┌────────
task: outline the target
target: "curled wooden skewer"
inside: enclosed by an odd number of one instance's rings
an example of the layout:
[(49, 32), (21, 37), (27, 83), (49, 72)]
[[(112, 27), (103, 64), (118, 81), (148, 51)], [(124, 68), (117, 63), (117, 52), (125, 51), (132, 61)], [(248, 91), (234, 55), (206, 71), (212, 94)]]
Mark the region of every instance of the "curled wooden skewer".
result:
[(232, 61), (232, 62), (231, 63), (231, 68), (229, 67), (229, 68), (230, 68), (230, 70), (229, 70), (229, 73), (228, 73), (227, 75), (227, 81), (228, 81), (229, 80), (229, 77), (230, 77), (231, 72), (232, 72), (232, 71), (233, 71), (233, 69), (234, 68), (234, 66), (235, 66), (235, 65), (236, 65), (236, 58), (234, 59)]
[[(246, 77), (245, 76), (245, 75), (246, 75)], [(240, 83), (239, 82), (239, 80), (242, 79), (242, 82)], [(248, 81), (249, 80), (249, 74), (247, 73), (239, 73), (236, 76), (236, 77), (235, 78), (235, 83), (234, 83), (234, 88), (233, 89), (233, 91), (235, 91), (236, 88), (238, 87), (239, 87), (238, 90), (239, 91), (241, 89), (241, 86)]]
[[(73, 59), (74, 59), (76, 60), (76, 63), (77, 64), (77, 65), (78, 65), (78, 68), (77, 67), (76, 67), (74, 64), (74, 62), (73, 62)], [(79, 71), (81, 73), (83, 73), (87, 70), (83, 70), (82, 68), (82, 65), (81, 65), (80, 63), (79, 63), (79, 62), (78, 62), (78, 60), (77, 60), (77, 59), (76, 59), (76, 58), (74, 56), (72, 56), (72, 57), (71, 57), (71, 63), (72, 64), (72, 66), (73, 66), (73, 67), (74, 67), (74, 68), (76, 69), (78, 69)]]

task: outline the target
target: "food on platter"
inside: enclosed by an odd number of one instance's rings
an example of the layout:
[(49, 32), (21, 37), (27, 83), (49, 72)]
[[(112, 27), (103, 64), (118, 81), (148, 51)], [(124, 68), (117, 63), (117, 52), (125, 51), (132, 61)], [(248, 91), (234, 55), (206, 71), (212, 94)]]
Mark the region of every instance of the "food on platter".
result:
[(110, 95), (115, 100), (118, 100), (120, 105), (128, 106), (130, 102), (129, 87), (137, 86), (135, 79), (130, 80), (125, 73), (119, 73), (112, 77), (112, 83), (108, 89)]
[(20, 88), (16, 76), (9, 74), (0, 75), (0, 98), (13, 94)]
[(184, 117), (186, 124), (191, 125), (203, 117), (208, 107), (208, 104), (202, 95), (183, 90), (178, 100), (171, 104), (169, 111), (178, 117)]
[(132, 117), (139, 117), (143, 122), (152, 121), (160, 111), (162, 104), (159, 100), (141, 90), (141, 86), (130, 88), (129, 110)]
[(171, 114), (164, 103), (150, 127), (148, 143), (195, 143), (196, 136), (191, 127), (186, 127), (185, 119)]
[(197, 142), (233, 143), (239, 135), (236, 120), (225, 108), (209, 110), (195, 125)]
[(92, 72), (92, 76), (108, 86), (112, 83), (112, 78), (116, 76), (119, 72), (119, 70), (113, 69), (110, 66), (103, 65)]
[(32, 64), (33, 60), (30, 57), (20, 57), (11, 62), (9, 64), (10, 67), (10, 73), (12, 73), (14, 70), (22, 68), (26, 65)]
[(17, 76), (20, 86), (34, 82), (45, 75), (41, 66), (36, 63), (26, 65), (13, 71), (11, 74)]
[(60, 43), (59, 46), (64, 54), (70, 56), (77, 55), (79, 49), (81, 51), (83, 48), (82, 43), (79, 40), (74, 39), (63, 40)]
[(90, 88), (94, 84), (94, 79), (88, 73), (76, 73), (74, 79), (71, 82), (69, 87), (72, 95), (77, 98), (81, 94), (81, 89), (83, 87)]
└────────
Starting at the beginning of the records and ending at the line that contains "58), (234, 59)]", can you write those lines out again with "curled wooden skewer" swapped for "bent bamboo stick" and everything else left unchanged?

task: outline the target
target: "bent bamboo stick"
inside: enclosed by an odd number of one instance's rings
an example of the layout:
[(49, 32), (21, 37), (27, 83), (49, 72)]
[[(112, 27), (103, 64), (118, 81), (148, 51)], [(124, 68), (117, 63), (117, 52), (125, 51), (132, 61)], [(248, 91), (234, 55), (206, 71), (212, 94)]]
Mark the region of every instance of the "bent bamboo stick".
result:
[(232, 61), (232, 62), (231, 63), (231, 68), (229, 67), (229, 68), (230, 68), (230, 70), (229, 70), (229, 73), (228, 73), (227, 75), (227, 81), (228, 81), (229, 80), (229, 77), (230, 77), (231, 72), (232, 72), (232, 71), (233, 71), (233, 69), (234, 68), (234, 66), (235, 66), (235, 65), (236, 65), (236, 58), (234, 59)]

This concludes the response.